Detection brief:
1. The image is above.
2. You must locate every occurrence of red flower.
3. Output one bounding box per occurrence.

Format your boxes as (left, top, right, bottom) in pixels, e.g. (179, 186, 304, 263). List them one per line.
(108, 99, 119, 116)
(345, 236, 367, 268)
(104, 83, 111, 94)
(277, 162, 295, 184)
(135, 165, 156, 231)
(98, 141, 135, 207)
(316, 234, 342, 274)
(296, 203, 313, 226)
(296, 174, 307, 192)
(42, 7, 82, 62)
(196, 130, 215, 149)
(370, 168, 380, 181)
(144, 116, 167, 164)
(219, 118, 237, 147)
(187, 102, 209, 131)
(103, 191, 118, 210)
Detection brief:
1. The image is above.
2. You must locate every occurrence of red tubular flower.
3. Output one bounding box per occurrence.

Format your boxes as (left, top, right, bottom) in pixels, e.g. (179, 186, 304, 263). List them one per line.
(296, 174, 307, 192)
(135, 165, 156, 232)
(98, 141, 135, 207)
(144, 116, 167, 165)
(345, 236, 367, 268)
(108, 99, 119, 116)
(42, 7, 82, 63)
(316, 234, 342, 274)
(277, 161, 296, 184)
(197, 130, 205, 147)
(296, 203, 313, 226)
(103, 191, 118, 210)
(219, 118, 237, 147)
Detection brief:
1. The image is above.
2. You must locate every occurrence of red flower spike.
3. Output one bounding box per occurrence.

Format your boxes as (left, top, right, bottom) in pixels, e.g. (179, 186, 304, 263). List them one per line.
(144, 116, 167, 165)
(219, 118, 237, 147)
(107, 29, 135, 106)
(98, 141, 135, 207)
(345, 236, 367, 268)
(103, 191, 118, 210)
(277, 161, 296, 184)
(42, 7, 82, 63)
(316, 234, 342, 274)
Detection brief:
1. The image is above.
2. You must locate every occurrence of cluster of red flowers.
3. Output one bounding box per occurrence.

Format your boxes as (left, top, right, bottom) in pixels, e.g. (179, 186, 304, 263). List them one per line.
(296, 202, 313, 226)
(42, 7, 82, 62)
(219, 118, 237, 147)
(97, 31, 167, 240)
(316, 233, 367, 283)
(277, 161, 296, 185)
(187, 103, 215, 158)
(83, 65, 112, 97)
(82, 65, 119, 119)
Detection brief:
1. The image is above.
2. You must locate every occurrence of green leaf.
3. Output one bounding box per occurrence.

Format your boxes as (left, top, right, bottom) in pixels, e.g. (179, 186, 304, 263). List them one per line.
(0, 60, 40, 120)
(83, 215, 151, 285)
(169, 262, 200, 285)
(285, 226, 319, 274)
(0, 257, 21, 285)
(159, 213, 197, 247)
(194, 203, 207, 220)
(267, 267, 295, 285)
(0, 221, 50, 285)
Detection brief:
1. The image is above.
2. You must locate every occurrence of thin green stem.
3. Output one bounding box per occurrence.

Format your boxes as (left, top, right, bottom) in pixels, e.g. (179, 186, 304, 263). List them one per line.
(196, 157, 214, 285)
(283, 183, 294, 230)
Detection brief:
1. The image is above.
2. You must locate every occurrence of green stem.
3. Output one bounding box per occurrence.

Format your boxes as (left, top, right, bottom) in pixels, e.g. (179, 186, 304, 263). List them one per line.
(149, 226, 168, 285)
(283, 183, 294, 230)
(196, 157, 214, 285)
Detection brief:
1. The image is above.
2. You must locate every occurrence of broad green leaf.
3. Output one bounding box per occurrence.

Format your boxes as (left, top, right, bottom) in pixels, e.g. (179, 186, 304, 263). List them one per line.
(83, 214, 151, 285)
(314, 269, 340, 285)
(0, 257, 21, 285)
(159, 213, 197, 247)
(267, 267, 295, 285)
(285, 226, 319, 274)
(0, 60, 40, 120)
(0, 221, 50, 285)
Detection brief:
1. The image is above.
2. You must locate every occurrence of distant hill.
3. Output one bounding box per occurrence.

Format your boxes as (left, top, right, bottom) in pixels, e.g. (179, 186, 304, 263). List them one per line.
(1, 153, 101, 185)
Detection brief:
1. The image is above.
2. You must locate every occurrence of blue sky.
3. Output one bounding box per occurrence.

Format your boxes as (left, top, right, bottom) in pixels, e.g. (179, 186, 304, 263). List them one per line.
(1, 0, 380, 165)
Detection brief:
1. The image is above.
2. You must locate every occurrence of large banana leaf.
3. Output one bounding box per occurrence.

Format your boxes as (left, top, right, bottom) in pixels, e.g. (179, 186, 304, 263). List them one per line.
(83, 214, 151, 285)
# # # #
TRY IT =>
Every record above has to appear again, word for word.

EXERCISE OUTPUT =>
Detection brief:
1. The image is above.
2. You must locate every occurrence of red flower.
3. Output one bounding box per occurrence.

Format your boxes as (left, top, right, bottom) in pixels, e.g. (179, 186, 304, 263). List them one per line.
(108, 99, 119, 116)
(345, 236, 367, 268)
(104, 83, 111, 94)
(277, 162, 295, 184)
(135, 165, 156, 231)
(98, 141, 135, 207)
(316, 234, 342, 274)
(296, 203, 313, 226)
(296, 174, 307, 192)
(42, 7, 82, 62)
(196, 130, 215, 149)
(370, 168, 380, 181)
(144, 116, 167, 164)
(219, 118, 237, 147)
(187, 102, 209, 131)
(103, 191, 118, 210)
Detection brief:
1. The image is above.
2. You must locate every occurrence of red tubular flower.
3. Output one bounding box per occurrence.

Format your boxes as (left, top, right, bottom) in pixels, e.g. (179, 186, 304, 263). List them one per line.
(296, 174, 307, 192)
(135, 165, 156, 232)
(98, 141, 135, 207)
(144, 116, 167, 165)
(345, 236, 367, 268)
(108, 99, 119, 116)
(42, 7, 82, 63)
(316, 234, 342, 274)
(277, 161, 296, 184)
(197, 130, 205, 147)
(296, 203, 313, 226)
(103, 191, 118, 210)
(219, 118, 237, 147)
Detection brief:
1. The image is above.
2. You must locate every occurrence of red flower spike.
3. Output one bounding box per occurrence.

Format your boxes as (left, top, right, bottom) in pixels, e.g. (179, 186, 304, 263). List them one per line.
(144, 116, 167, 165)
(219, 118, 237, 147)
(107, 29, 135, 106)
(98, 141, 135, 207)
(345, 236, 367, 268)
(103, 191, 118, 210)
(277, 161, 296, 184)
(42, 7, 82, 63)
(316, 234, 342, 274)
Detection brief:
1. The image is above.
2. You must locate every occurrence of cluster of red flowers.
3. Output one bounding box per occurrence.

Format your boxes as (left, top, right, bottom) in pixels, e.g. (179, 186, 304, 263). List them one per line.
(296, 202, 313, 226)
(42, 7, 82, 62)
(219, 118, 237, 147)
(97, 31, 167, 240)
(316, 233, 367, 283)
(277, 161, 296, 185)
(187, 103, 215, 158)
(83, 65, 112, 97)
(82, 65, 119, 119)
Detection brief:
1. The image is above.
2. You must locate every occurrence of green leaf.
3. Output one bounding box per occurrence.

Format your boxes as (left, top, right, bottom) in pixels, e.g. (179, 186, 304, 263). List them one per line.
(0, 60, 40, 120)
(83, 215, 151, 285)
(169, 262, 200, 285)
(285, 226, 319, 274)
(0, 257, 21, 285)
(159, 213, 197, 247)
(194, 203, 207, 220)
(267, 267, 295, 285)
(0, 221, 50, 285)
Detection brief:
1. The image is above.
2. You must locate every occurrence of thin green stem.
3. Output one bounding box per occurrence.

Format your boxes as (left, top, right, bottom) in pixels, e.g. (179, 186, 304, 263). List them one per line.
(196, 157, 214, 285)
(283, 183, 294, 230)
Detection brief:
1. The image is above.
2. You must locate every occurrence of green stem.
3. Output one bounding box per occurrence.

Format your boxes as (left, top, right, bottom) in pixels, e.g. (179, 186, 304, 263). List them one per line.
(149, 226, 168, 285)
(283, 183, 294, 230)
(196, 157, 214, 285)
Detection brief:
1. The image is above.
2. You must locate every occurrence of broad green leaf.
3. Output one bounding box per occurrence.

Format your boxes as (left, top, right, bottom) in pixels, e.g. (179, 186, 304, 263). List them one per line.
(83, 214, 151, 285)
(314, 269, 340, 285)
(0, 257, 21, 285)
(159, 213, 197, 247)
(267, 267, 295, 285)
(285, 226, 319, 274)
(0, 60, 40, 120)
(0, 221, 50, 285)
Detection brief:
1. The image is above.
2. You must locate every occurrence of distant hill.
3. Output one bounding box per occurrence.

Format your boxes as (left, top, right, bottom) in pixels, e.g. (179, 186, 304, 263). List them one per line.
(1, 153, 101, 185)
Detection brief:
1. The image is above.
2. You must locate every occurrence of blue sky.
3. Output one bounding box per occurrence.

Format your boxes as (left, top, right, bottom) in pixels, e.g. (179, 186, 304, 263). List them one per line.
(1, 0, 380, 165)
Detection brief:
1. The image is above.
2. You must locate every occurrence of large banana leaf.
3. Output one bounding box per occurrence.

Format your boxes as (left, top, right, bottom) in pixels, e.g. (179, 186, 304, 263). List them one per line.
(83, 214, 151, 285)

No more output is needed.